# [STATED GOAL]
Present every line of the listing below as a numbered list, and leave out any blank lines.

# [TASK INPUT]
--------

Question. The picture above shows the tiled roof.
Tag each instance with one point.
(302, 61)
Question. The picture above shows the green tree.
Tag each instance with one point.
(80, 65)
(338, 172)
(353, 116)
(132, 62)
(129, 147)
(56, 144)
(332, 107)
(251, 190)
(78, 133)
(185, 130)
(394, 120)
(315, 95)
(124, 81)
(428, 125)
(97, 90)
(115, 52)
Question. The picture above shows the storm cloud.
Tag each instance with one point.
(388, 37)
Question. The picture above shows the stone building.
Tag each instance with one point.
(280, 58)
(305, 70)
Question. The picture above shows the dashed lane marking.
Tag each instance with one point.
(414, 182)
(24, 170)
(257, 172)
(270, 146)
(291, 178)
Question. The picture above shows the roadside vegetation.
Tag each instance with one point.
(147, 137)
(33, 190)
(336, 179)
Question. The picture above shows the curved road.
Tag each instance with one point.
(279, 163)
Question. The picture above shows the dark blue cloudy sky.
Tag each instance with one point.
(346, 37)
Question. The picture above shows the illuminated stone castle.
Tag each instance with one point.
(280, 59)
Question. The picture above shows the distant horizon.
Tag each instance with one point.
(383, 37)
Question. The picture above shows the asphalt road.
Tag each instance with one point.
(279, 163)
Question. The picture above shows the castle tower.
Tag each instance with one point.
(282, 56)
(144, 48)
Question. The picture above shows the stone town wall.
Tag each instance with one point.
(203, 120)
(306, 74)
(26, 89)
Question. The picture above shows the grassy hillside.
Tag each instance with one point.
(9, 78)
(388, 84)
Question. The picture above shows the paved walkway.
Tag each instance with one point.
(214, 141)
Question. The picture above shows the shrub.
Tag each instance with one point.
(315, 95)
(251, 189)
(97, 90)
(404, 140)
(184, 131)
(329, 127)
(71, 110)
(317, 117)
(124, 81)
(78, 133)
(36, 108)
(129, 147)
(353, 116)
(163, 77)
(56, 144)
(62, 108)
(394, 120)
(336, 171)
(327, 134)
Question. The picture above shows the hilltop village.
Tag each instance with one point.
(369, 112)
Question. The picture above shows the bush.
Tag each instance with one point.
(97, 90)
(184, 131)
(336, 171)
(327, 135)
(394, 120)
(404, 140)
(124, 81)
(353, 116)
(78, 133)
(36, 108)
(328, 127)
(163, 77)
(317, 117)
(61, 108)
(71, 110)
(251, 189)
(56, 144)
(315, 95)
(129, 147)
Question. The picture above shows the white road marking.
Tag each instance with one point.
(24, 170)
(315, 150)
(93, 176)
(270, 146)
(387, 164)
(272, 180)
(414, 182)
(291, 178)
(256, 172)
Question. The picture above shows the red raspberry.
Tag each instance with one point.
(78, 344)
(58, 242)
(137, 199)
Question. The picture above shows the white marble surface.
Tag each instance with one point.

--------

# [SOLUTION TO THIS PROBLEM]
1. Question. The picture above shows the tiled roof.
2. Tag each instance with one point.
3. (302, 61)
4. Question. The picture above shows the green tree.
5. Tag each instance with one point.
6. (80, 65)
7. (338, 172)
8. (353, 116)
9. (132, 62)
10. (129, 147)
11. (56, 144)
12. (332, 107)
13. (251, 190)
14. (78, 133)
15. (185, 130)
16. (394, 120)
17. (315, 95)
18. (124, 81)
19. (428, 125)
20. (97, 90)
21. (115, 52)
22. Question. The picture above shows the storm cloud.
23. Tag each instance with one point.
24. (388, 37)
25. Question. The picture above shows the stone building.
26. Tag each instance with one point.
27. (280, 58)
28. (305, 70)
29. Question. The picture above shows the dashed lane marking.
30. Tag each instance with one point.
31. (414, 182)
32. (24, 170)
33. (257, 172)
34. (270, 146)
35. (291, 178)
36. Question. The picture above shows the roadside vegetation.
37. Tag each instance with one point.
38. (147, 137)
39. (33, 190)
40. (336, 179)
41. Question. The picture above shows the curved road.
42. Tag each instance with one point.
43. (279, 163)
44. Question. The picture above shows the dark blue cloudy sky.
45. Tag each instance with one point.
46. (346, 37)
47. Question. The picture above shows the illuminated stone castle.
48. Tag each instance with one point.
49. (280, 59)
50. Question. The picture above shows the distant horizon.
51. Tag each instance with one point.
52. (383, 37)
53. Question. The picture above shows the asphalt road.
54. Tag each instance with one point.
55. (279, 163)
56. Question. The picture above shows the castle tower.
57. Tag each instance with one point.
58. (282, 56)
59. (144, 48)
60. Question. The picture above shows the stone town wall.
61. Tag each instance with one point.
62. (203, 120)
63. (306, 74)
64. (26, 89)
65. Question. The picture above shows the grassy hillside.
66. Tag each instance with one point.
67. (9, 78)
68. (388, 84)
69. Question. The picture above shows the paved walkway.
70. Tag each instance with one point.
71. (214, 141)
72. Question. The picture above shows the shrub.
73. Tag each instance with one point.
74. (315, 95)
75. (251, 189)
76. (97, 90)
77. (404, 140)
78. (184, 131)
79. (329, 127)
80. (71, 110)
81. (317, 117)
82. (124, 81)
83. (78, 133)
84. (36, 108)
85. (129, 147)
86. (353, 116)
87. (163, 77)
88. (56, 144)
89. (62, 108)
90. (394, 120)
91. (336, 171)
92. (327, 134)
93. Question. The picture above shows the hilltop village.
94. Tag each instance with one point.
95. (369, 112)
96. Question. The picture above shows the bush.
97. Tag each instance with one point.
98. (97, 90)
99. (184, 131)
100. (336, 171)
101. (327, 135)
102. (394, 120)
103. (404, 140)
104. (124, 81)
105. (353, 116)
106. (78, 133)
107. (36, 108)
108. (328, 127)
109. (163, 77)
110. (317, 117)
111. (61, 108)
112. (71, 110)
113. (251, 189)
114. (56, 144)
115. (315, 95)
116. (129, 147)
117. Question. The picture above shows the white road marking.
118. Tag each instance with one point.
119. (24, 170)
120. (315, 150)
121. (93, 176)
122. (270, 146)
123. (387, 164)
124. (272, 180)
125. (414, 182)
126. (291, 178)
127. (256, 172)
128. Question. The picture above shows the red raspberry.
129. Tag each instance with one point.
130. (78, 344)
131. (58, 242)
132. (137, 199)
133. Question. The picture above shows the white marble surface.
134. Tag each instance with one point.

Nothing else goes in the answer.